Stored items:
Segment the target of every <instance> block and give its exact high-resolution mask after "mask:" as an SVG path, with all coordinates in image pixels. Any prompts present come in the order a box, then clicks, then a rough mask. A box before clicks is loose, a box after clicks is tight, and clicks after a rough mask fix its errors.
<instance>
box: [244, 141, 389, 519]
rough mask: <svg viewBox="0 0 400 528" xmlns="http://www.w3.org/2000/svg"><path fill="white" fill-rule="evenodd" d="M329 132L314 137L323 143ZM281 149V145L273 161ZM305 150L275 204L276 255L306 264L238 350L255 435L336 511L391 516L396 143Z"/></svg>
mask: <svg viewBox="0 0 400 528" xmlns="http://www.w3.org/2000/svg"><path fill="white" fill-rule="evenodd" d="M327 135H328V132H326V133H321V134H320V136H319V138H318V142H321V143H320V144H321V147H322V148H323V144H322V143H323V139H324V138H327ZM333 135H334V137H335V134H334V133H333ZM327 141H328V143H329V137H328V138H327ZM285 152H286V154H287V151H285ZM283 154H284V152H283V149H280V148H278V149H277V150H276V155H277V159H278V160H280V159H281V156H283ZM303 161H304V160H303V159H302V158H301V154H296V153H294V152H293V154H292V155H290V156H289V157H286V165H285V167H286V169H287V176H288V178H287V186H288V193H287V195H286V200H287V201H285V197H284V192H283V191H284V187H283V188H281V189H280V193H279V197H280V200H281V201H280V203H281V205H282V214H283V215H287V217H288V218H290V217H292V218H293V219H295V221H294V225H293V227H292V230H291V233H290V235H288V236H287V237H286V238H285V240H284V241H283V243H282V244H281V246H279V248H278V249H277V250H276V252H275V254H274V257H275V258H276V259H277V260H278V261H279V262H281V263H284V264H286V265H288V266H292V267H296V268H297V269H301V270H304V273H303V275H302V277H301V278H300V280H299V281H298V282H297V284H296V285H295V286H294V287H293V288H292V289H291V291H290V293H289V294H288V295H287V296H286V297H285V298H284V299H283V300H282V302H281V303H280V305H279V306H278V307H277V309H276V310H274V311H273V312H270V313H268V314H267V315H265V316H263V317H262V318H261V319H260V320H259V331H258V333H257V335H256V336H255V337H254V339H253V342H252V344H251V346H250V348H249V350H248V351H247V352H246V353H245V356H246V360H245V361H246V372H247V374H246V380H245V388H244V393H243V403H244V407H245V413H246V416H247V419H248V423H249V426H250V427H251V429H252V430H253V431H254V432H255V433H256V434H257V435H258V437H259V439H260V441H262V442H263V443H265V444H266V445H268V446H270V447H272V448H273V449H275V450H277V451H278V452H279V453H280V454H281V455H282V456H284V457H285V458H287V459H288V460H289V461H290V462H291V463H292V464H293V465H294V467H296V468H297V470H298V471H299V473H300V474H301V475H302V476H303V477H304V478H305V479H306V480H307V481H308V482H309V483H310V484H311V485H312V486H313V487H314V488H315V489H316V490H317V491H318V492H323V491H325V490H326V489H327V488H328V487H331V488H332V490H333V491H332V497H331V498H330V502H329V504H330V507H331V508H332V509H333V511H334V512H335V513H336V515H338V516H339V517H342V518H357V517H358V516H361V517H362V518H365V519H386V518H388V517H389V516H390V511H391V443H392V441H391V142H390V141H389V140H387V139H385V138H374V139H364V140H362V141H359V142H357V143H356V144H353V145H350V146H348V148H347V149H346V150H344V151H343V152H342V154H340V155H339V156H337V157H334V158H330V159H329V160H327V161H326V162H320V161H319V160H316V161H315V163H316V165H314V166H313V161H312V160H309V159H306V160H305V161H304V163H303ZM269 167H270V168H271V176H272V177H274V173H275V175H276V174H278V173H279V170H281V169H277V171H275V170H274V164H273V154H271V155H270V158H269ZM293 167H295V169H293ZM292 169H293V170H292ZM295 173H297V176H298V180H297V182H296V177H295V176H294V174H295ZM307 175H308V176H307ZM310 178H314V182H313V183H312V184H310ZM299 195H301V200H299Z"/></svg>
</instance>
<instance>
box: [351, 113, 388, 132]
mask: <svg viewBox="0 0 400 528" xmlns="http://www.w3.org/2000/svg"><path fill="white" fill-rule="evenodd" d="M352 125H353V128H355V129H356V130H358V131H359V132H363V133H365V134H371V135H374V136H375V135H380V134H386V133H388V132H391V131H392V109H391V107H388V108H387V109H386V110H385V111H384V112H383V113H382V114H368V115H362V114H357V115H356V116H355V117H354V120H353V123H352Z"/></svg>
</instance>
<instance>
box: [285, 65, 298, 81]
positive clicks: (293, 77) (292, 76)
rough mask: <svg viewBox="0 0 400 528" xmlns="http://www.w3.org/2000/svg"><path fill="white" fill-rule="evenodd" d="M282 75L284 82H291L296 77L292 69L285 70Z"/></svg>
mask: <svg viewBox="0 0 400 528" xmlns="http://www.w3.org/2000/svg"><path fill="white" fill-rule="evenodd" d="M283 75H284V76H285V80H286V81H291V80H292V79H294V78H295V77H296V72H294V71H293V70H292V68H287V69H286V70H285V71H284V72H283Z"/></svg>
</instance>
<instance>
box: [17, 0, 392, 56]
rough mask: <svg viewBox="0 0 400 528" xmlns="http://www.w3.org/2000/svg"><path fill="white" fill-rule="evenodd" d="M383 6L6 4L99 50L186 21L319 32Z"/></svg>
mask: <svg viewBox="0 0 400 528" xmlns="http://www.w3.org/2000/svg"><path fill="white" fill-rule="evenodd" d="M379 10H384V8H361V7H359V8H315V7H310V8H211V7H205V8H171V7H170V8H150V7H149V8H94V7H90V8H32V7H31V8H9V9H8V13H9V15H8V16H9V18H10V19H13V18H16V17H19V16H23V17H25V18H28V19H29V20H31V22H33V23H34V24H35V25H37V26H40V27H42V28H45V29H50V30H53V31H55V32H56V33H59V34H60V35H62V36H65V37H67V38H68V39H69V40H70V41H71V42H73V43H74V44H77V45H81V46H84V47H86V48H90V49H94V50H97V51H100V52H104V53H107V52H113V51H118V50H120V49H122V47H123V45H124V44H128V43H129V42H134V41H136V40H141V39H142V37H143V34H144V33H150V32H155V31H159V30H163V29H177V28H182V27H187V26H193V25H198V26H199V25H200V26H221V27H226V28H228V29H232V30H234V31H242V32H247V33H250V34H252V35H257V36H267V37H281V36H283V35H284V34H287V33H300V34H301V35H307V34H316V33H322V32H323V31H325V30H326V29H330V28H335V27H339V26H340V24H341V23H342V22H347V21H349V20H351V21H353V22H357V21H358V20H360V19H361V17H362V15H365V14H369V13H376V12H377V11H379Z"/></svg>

> _Problem requirements_:
The reply should consist solely of the lines above from the one that has "75L284 82H291L296 77L292" through the one that has "box: [17, 0, 392, 56]", reproduced exactly.

> _Solution for this exercise_:
rough mask: <svg viewBox="0 0 400 528" xmlns="http://www.w3.org/2000/svg"><path fill="white" fill-rule="evenodd" d="M282 75L284 82H291L296 77L292 69L285 70Z"/></svg>
mask: <svg viewBox="0 0 400 528" xmlns="http://www.w3.org/2000/svg"><path fill="white" fill-rule="evenodd" d="M283 75H284V76H285V80H286V81H291V80H292V79H294V78H295V77H296V72H294V71H293V70H292V68H287V69H286V70H285V71H284V72H283Z"/></svg>
</instance>
<instance>
box: [17, 0, 392, 56]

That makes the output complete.